INFORMATION SHOWN.
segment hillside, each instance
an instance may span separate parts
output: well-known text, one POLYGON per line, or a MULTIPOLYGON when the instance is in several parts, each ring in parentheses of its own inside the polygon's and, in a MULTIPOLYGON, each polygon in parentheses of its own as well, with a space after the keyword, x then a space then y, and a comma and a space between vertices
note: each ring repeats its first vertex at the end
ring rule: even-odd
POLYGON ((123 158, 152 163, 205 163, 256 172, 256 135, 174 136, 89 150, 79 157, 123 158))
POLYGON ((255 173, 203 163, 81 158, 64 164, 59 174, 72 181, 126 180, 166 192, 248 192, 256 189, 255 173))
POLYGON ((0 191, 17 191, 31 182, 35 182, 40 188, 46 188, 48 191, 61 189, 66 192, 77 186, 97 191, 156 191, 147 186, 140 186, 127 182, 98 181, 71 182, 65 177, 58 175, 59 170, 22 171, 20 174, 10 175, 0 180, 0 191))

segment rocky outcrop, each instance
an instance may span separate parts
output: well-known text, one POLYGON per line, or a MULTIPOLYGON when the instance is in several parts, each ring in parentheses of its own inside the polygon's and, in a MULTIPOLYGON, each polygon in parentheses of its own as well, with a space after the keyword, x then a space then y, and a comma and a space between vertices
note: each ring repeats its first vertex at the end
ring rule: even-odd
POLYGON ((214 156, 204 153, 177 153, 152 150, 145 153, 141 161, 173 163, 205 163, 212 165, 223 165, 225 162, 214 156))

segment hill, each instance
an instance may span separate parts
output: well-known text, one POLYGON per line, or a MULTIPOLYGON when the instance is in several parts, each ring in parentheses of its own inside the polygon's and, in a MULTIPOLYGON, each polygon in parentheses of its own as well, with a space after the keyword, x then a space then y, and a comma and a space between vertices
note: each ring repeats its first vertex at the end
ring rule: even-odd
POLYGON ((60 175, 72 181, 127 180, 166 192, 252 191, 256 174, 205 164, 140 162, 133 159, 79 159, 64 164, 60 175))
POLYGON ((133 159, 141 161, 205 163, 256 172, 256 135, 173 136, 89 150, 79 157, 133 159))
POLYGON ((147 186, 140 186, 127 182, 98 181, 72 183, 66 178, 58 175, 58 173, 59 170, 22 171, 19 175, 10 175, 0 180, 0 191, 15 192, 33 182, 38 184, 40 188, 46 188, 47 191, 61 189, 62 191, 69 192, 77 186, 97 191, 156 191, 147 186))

EXERCISE REQUIREMENTS. Revise the material above so that each occurrence of "ring rule" reads "fill rule", and keep everything else unchanged.

SOLVED EXERCISE.
segment hillside, each instance
an instance may span separate parts
output: well-known text, one POLYGON per line, or a MULTIPOLYGON when the instance is in several parts, each ring in parentheses of its own inside the polygon's and, in a MULTIPOLYGON, each polygon in parentheses of its own as well, with a space after the keyword, x then a space then y, and a comma and a space between vertices
note: each ring repeats its first vertex at the end
fill rule: even-odd
POLYGON ((123 158, 152 163, 205 163, 256 172, 256 135, 174 136, 89 150, 79 157, 123 158))
POLYGON ((255 173, 203 163, 81 158, 64 164, 59 174, 72 181, 126 180, 166 192, 248 192, 256 189, 255 173))
POLYGON ((0 191, 17 191, 31 182, 35 182, 40 188, 46 188, 48 191, 61 189, 66 192, 77 186, 97 191, 156 191, 147 186, 140 186, 127 182, 98 181, 71 182, 65 177, 58 175, 59 170, 22 171, 20 174, 10 175, 0 180, 0 191))

segment rocky outcrop, each instance
an instance may span separate parts
output: well-known text, one POLYGON per line, or a MULTIPOLYGON when the instance is in several parts, each ring in parentheses of its own inside the polygon's and, in a MULTIPOLYGON, each polygon in parentheses of its own as well, with a space after the keyword, x then a space then y, and a comma and a space between vertices
note: each ring repeats its first vertex at the end
fill rule: even-odd
POLYGON ((214 156, 204 153, 177 153, 152 150, 145 153, 141 161, 173 163, 205 163, 212 165, 223 165, 225 162, 214 156))

segment hill, each instance
an instance may span separate parts
output: well-known text, one POLYGON per line, or a MULTIPOLYGON when the instance is in several parts, each ring in parentheses of its own inside the polygon's and, in a MULTIPOLYGON, each polygon in parentheses of its own as well, with a space after the keyword, x then a space then y, and a comma and a space between vertices
note: each ring repeats its first vertex at the end
fill rule: even-odd
POLYGON ((60 175, 72 181, 127 180, 166 192, 252 191, 256 174, 205 164, 140 162, 133 159, 79 159, 64 164, 60 175))
POLYGON ((133 159, 141 161, 205 163, 256 172, 256 135, 173 136, 89 150, 79 157, 133 159))
POLYGON ((147 186, 140 186, 127 182, 98 181, 72 183, 66 178, 58 175, 58 173, 59 170, 22 171, 19 175, 10 175, 0 180, 0 191, 15 192, 33 182, 38 184, 40 188, 46 188, 47 191, 61 189, 62 191, 69 192, 77 186, 97 191, 156 191, 147 186))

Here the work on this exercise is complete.